TASK GOAL. Can you resume the gossip post about Marilyn Manson's bedroom phobias, picking up right after its last sentence?

TEXT SEGMENT.
Marilyn Manson Keeps His Chonies On During Sex
I know you’ve been wondering what Marilyn Manson’s average fuck time sessions look like, and now you can stop wondering and start painting the picture with your mind.
Rolling Stone did a really interesting profile about Hot Topic’s oldest customer and I hope Lifetime turns it into a movie. Paul from The Wonder Years can play Marilyn Manson. (“So you mean, Marilyn Manson can play himself” said every trick who will forever believe that Paul from The Wonder Years and MM are the same person. I used to be you and a part of me still is.) Marilyn talks about his phobias and how his phobias get in the way of him having all-naked fuck times with the lights on. Marilyn’s mom had Munchausen by Proxy syndrome and he was in the hospital a lot for “allergies,” so all his weird phobias might have come from his childhood.
He can’t really take a shower with a piece he’s dating and he doesn’t do baths at all. Marilyn’s maid probably has a severe case of arthritis in the hands from constantly scrubbing white Halloween makeup, sex smegma and who knows what else out of his bed linens, because he only sleeps on black sheets and he bones at least 5 times a day. I figured Marilyn Manson came grey dust because he’s that goth. But now I know he cums dust and air because his gonads can’t produce jizz fast enough. Marilyn, who is currently doing photographer Lindsay Usich (If you read that as “Lars Ulrich” go with it. It’s good for your visuals), has to screw in the dark and he’s always prepared for a fire:
First, no lights shall be on. “I’m just really shy, despite what you’d imagine,” he says. Second, no underwear shall be slipped farther down than his ankles. “I have a phobia that the house is going to catch fire, and I don’t want to be naked,” he says.

INFORMATION PROVIDED.
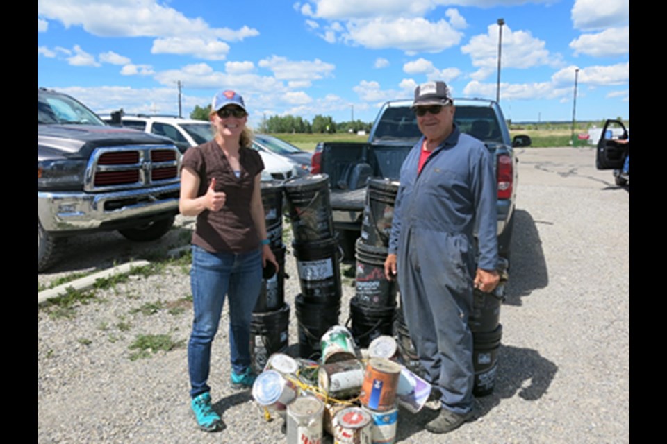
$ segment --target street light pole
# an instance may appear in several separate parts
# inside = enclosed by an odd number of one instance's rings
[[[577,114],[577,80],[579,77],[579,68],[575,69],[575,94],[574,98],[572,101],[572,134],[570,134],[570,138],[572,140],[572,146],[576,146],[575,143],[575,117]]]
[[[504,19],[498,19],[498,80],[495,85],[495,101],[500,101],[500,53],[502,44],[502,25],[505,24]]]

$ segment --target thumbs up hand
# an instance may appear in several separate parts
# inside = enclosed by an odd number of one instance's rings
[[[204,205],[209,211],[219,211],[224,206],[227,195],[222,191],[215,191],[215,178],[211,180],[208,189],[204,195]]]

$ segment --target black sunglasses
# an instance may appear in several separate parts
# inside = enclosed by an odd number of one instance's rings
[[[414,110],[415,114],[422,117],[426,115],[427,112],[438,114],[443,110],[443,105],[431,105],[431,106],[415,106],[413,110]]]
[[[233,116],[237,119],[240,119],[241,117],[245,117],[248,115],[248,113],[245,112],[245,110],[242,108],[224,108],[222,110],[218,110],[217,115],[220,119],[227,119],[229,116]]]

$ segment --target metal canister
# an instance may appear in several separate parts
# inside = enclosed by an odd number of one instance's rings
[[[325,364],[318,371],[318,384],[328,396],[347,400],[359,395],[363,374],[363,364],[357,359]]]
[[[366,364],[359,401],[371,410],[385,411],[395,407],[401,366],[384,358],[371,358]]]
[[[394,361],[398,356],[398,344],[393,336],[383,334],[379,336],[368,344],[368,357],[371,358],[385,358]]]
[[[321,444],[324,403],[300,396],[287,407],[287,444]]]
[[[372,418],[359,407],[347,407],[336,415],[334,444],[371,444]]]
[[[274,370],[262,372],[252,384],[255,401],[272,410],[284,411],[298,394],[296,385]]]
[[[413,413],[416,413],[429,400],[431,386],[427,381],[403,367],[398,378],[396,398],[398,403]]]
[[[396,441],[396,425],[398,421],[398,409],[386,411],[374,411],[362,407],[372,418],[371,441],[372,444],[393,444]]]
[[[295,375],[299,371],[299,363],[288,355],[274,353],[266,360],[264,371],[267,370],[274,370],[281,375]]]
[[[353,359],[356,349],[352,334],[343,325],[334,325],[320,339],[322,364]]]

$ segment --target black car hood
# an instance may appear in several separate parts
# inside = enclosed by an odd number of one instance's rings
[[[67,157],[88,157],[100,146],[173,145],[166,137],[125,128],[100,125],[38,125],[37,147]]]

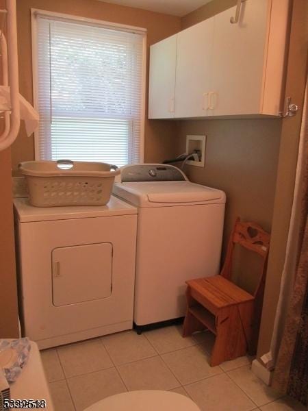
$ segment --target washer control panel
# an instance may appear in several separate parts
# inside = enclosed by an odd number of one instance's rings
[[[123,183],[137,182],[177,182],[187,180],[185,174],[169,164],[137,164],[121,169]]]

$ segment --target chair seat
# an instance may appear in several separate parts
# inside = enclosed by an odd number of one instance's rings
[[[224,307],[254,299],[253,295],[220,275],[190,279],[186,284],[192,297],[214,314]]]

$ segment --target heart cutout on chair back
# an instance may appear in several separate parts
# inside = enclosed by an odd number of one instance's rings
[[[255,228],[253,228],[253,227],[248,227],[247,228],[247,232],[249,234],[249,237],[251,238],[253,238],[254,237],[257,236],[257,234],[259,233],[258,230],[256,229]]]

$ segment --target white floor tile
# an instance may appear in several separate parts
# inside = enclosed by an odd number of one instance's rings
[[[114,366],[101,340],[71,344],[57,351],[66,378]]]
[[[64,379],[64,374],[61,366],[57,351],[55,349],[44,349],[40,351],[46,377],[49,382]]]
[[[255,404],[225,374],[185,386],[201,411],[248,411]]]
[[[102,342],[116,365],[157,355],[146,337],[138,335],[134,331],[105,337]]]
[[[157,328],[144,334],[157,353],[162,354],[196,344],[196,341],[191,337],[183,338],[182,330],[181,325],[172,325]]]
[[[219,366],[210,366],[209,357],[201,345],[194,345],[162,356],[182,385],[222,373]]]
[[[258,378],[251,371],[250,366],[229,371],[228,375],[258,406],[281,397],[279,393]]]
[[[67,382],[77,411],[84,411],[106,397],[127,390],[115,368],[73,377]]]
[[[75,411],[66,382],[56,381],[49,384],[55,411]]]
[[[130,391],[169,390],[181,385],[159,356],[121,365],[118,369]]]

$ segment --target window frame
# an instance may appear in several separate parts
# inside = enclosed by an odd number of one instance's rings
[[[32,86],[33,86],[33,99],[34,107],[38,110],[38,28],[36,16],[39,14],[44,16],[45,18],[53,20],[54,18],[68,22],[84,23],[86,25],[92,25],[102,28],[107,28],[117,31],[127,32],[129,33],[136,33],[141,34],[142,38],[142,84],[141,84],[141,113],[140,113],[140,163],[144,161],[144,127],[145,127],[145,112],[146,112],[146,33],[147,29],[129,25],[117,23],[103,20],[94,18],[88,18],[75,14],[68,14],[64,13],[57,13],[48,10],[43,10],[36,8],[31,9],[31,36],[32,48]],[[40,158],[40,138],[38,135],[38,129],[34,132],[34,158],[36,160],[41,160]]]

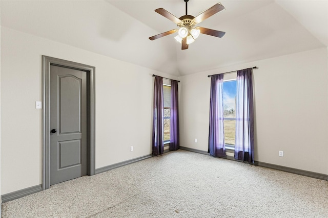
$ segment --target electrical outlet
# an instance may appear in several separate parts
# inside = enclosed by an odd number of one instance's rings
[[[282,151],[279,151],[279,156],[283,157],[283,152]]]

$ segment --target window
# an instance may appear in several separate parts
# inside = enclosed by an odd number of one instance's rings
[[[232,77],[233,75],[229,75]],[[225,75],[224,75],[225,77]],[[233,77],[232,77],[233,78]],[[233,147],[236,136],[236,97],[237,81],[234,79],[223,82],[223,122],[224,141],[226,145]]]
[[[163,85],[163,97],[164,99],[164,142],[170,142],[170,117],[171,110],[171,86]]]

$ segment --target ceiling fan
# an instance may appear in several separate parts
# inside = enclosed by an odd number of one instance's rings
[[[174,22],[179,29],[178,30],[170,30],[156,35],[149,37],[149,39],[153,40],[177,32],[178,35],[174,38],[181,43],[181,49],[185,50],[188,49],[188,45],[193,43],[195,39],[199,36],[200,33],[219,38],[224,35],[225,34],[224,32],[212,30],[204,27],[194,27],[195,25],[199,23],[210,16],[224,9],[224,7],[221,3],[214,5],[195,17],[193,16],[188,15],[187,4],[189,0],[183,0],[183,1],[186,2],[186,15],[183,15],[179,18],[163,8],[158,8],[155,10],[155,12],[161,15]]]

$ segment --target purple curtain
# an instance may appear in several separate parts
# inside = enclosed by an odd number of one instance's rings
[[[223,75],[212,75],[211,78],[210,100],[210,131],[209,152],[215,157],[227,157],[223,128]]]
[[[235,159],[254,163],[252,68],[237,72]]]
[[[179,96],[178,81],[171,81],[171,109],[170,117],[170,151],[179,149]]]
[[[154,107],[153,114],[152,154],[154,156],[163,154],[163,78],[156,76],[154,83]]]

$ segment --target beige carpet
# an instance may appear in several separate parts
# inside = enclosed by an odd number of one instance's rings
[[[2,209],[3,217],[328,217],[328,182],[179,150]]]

RESULT OF THE EXERCISE.
Basically, Marilyn Manson screws like a teenager who’s afraid his parents are going to come home at any minute.
So Marilyn Manson has to keep his panties on when doing sex. Big deal. He always acts like he’s the King of the Weirdos. He’s not. For his information, every human being I’ve ever done it with insists on keeping their underwear on too. It’s not that uncommon. Yes, they insist on keeping it over their face so they can’t see me, but still. That counts.